BEGIN Selected passage
# Obscure Swedish composers



## matsoljare (Jul 28, 2008)

Alright, i'm wondering how many of you have heard of, or anything by, these composers. Some of them used to be considered influential in certain circles once upon a time, but they're forgotten by almost everyone now and there's hardly any recordings available.

Bengt Hambraeus
Sten Broman
Arne Mellnäs
Jan W. Morthenson
Bo Nilsson
Sven-Erik Bäck
Ingvar Lidholm
Rolf Martinsson
Lars Sandberg
Henrik Strindberg
Anders Eliasson
Hilding Rosenberg
Anders Hillborg
Einar Englund


----------



## Chi_townPhilly (Apr 21, 2007)

Well... I did mention Ingvar Lidholm a little while ago, in this post. I have his 3-movement "Music for Strings." If it weren't for *BIS*, I'm sure I wouldn't even have that much. Unfortunately, the remaining composers on your list are still unknown to me.


----------



## Weston (Jul 11, 2008)

I have a Naxos recording of two Einar Englund symphonies and a piano concerto, so I suppose I have heard of him. I'm afraid I don't remember anything at all about the works, however. This is a sad side effect of having too much music available.  

The others are unknown to me.


----------



## Guest (Aug 7, 2008)

I have a Naxos recording of Symphony no. 2 in G minor op 43 and Excelsior op 13 by Wilhem Stenhammar (1871-1927) sent to me by a Swedish friend a number of years ago. He siad this was a well known Swedish composer. I must say though that I find the music unremarkable.


----------



## Tapkaara (Apr 18, 2006)

Einar Englund is Finnish, not Swedish. He is a Swedish-speaking Finn.

Not mentioned here, (but should be mentioned) is Ture Rangström (1884-1947). He wrote music in an astere (some might severe), late-Romantic style with blocky, solid orchestration and soaring melodies.

Sibelius once said that Rangström was "head and shoulders" above any other Swedish composers of his time.
END Selected passage
BEGIN Data entries
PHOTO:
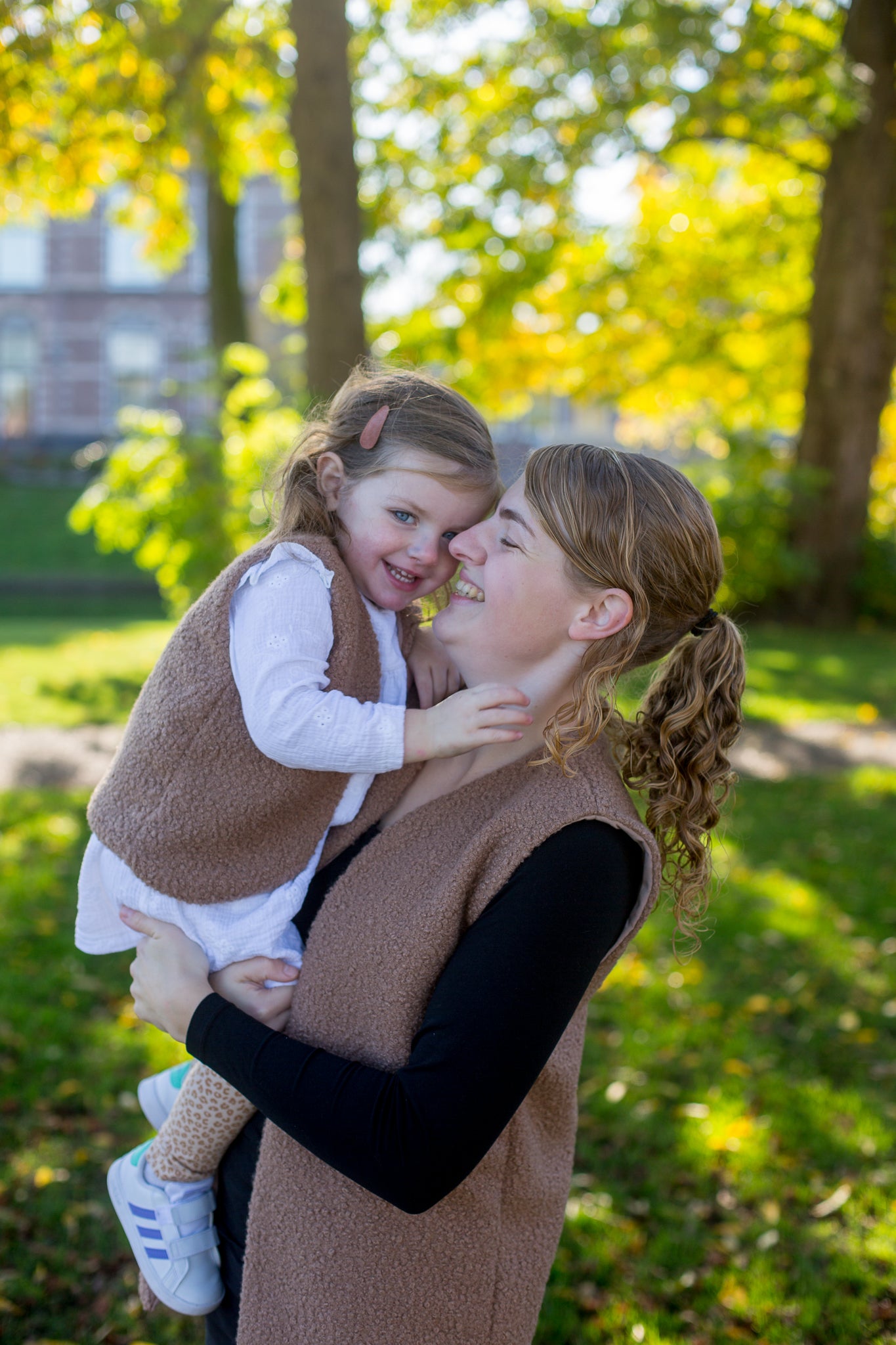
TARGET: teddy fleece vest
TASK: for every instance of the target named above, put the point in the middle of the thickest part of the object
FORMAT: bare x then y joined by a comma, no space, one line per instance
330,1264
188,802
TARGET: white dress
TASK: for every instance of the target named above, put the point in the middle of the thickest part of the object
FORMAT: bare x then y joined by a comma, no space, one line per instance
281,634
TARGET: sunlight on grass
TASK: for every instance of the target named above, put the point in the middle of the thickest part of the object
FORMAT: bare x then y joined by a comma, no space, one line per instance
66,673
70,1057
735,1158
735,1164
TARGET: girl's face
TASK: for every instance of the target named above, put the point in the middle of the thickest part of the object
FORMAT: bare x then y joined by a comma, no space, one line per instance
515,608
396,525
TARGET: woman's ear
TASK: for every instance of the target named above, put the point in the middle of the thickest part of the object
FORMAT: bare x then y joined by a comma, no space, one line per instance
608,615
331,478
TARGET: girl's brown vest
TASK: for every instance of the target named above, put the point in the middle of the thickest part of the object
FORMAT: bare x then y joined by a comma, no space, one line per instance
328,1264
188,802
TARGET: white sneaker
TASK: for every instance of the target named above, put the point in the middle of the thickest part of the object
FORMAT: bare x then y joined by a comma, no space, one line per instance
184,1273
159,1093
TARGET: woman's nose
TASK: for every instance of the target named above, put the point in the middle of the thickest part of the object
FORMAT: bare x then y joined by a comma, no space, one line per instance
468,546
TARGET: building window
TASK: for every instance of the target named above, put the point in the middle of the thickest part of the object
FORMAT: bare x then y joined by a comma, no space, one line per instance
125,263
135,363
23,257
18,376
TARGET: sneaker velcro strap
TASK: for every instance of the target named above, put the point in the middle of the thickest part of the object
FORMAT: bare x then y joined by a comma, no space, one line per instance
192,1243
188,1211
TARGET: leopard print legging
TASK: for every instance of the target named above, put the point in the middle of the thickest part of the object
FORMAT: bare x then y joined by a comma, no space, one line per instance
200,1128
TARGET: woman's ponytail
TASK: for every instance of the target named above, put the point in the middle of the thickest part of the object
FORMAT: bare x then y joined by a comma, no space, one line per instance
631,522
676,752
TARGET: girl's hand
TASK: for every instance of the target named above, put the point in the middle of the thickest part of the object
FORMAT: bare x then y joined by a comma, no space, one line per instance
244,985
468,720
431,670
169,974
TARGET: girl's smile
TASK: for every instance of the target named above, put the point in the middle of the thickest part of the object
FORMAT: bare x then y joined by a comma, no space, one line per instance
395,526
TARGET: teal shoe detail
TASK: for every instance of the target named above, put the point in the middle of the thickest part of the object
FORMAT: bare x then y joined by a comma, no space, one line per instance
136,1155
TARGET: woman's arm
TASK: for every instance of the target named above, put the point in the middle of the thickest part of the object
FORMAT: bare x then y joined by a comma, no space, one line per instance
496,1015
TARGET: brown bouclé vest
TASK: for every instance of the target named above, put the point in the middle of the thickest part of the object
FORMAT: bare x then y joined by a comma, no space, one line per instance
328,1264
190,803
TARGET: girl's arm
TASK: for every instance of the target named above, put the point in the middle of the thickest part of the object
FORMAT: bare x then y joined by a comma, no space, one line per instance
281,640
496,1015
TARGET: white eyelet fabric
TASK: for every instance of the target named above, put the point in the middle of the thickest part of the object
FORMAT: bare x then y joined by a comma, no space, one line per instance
END Data entries
- Brief 1
Rewrite the paragraph of the forum thread on obscure Swedish composers that begins "Well... I did mention Ingvar Lidholm" as a short bulleted list, keeping its main facts.
- Brief 2
Reproduce the entries from the line containing "TARGET: woman's ponytail" through the end of the entries, replacing "girl's" with "child's" and changing nothing else.

- Task answer 1
- The poster had mentioned Ingvar Lidholm a little earlier in another post.
- The poster owns Lidholm's 3-movement "Music for Strings."
- Without BIS, the poster would not have even that much.
- The other composers on the list are unknown to the poster.

- Task answer 2
TARGET: woman's ponytail
TASK: for every instance of the target named above, put the point in the middle of the thickest part of the object
FORMAT: bare x then y joined by a comma, no space, one line per instance
631,522
676,752
TARGET: child's hand
TASK: for every instance of the target named above, put the point in the middle of the thickest part of the object
FORMAT: bare x then y joined by a comma, no space, one line per instance
244,985
468,720
431,670
169,974
TARGET: child's smile
TASK: for every instance of the target named above, put the point in the middle of the thickest part of the object
FORMAT: bare x then y joined by a comma, no space, one line per instance
395,526
TARGET: teal shoe detail
TASK: for every instance of the target named above, put the point in the middle of the thickest part of the object
FORMAT: bare x then y joined by a comma, no space, one line per instance
136,1155
TARGET: woman's arm
TASK: for every instance of the target named above, put the point in the middle of the thickest part of the object
FORMAT: bare x then y joined by a comma, no space, one line per instance
496,1015
TARGET: brown bouclé vest
TASK: for every instance of the target named above, put the point in the middle of the thickest part of the object
FORMAT: bare x then y joined by a comma, no space, one line per instance
328,1264
190,803
TARGET: child's arm
TASK: for every instance of the target named above, put the point in the middle of the thickest part of the object
FORMAT: bare x then y joined by a comma, no space, one line per instance
281,640
496,1015
TARGET: white eyelet fabric
TASK: for every instance of the target named above, put the point in the middle of the thickest part of the object
FORMAT: bare x then y joined by a comma, no space, one line per instance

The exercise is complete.